_Reading text_
============================================================

John Maddock wrote:
Vladimir Prus wrote:
Here's the outstanding issue: suppose I have a quickbook file that references some png's (or whatever):
[$../graphs/graph1.png]
The path ../ is set up so that it's relative to where the html docs are generated (in a html/ subdirectory), but FO files and PDF's currently end up in a long mangled path under bin.v2/. So... neither admonishment graphics, nor referenced image files are found, unless you manually move them to where the FO processor is looking for them. Not fun :-(
I think the idea of "setting paths ... so that it's relative to where the html docs are generated" is wrong -- if you add "--build-dir" option to bjam, all your paths will be wrong, even with HTML.
Is there any option to quickbook/boostbook/docbook to specify search paths for images?
Yes there is, it's the image.src.path option.
I haven't tried it though, because the path specified in the <xsl:param> Jamfile option requires a trailing / in the name,
Truly weird interface, I would say.

============================================================

_Material shown_

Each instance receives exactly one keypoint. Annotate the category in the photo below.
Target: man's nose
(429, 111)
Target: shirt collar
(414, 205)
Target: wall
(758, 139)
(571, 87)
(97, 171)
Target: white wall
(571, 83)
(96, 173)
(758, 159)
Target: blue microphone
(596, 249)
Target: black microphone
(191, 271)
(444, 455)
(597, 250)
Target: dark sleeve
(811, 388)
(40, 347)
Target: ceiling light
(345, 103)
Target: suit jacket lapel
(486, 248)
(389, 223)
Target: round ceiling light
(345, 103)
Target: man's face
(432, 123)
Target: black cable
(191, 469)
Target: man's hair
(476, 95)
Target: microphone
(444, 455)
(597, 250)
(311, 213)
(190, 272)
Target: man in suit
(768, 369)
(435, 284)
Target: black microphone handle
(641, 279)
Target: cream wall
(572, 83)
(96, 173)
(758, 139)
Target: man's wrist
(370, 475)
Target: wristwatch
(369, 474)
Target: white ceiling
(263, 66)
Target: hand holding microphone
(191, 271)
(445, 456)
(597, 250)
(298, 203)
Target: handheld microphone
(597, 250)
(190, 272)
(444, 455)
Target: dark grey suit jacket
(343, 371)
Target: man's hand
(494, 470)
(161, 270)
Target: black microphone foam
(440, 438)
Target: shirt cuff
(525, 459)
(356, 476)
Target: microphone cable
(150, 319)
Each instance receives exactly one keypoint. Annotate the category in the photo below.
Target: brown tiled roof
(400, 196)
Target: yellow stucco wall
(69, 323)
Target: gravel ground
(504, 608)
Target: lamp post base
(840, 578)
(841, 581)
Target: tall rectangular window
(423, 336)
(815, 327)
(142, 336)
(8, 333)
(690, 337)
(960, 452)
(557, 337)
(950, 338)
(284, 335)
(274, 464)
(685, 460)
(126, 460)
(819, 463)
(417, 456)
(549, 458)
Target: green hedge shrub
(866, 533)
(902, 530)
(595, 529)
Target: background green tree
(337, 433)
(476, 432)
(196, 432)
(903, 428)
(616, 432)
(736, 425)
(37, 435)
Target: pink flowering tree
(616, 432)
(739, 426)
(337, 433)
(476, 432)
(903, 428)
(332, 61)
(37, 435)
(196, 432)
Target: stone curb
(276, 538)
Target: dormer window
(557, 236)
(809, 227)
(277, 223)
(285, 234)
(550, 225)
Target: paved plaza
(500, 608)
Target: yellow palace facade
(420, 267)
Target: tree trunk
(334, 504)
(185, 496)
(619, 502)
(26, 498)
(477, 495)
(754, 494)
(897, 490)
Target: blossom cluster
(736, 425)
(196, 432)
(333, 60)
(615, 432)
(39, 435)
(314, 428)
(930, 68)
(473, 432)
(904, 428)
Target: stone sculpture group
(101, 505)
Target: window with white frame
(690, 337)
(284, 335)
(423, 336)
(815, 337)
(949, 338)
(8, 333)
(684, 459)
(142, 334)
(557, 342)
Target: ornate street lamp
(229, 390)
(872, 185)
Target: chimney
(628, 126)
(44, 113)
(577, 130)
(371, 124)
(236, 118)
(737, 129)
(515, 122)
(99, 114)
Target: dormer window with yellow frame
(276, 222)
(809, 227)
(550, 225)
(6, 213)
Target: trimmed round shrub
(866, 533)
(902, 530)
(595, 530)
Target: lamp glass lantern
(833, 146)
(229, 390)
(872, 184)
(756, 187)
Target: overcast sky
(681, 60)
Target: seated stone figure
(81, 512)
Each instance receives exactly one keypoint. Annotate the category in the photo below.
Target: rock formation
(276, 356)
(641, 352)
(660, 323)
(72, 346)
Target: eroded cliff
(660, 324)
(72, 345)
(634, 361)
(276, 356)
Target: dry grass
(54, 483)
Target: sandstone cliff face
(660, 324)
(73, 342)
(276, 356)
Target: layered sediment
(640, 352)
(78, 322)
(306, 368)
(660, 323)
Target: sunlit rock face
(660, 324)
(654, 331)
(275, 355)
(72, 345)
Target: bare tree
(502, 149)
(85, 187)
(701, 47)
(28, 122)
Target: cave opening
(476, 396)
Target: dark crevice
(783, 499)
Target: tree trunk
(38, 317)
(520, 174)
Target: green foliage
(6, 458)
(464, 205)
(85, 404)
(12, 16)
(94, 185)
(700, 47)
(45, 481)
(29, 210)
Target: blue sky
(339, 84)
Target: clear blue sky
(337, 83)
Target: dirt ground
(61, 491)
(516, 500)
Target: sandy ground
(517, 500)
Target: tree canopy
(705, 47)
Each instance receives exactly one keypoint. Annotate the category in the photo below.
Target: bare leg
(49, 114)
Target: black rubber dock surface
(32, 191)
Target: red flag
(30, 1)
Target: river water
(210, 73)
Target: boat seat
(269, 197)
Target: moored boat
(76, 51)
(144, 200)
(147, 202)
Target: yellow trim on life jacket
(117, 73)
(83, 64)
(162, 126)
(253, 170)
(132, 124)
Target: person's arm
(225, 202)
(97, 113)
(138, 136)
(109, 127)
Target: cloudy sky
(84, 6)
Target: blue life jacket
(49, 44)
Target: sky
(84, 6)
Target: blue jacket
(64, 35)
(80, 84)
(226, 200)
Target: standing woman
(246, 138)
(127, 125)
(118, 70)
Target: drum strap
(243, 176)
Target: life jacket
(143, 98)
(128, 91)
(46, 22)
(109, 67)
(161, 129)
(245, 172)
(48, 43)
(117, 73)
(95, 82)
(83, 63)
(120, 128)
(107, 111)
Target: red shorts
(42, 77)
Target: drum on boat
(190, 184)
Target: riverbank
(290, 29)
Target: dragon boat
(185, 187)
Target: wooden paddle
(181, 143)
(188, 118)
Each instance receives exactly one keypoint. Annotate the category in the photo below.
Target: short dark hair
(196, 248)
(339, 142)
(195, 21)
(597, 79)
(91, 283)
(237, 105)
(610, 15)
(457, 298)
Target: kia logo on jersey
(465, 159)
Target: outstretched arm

============================================================

_Exercise tasks_
**1.** Condense the paragraph in the quickbook discussion that begins "The path ../ is set up" while keeping its main facts.
**2.** Reproduce the quickbook discussion word for word from "Is there any" up to and including "I would say.".
The items above are separate material from the quickbook discussion.

_Solution set_
**1.** The ../ path is relative to the html/ subdirectory where the HTML docs are generated. FO files and PDFs, however, end up in a long, mangled path under bin.v2/. As a result, neither admonishment graphics nor referenced image files are found unless they are moved by hand to where the FO processor looks for them.

**2.**
Is there any option to quickbook/boostbook/docbook to specify search paths for images?
Yes there is, it's the image.src.path option.
I haven't tried it though, because the path specified in the <xsl:param> Jamfile option requires a trailing / in the name,
Truly weird interface, I would say.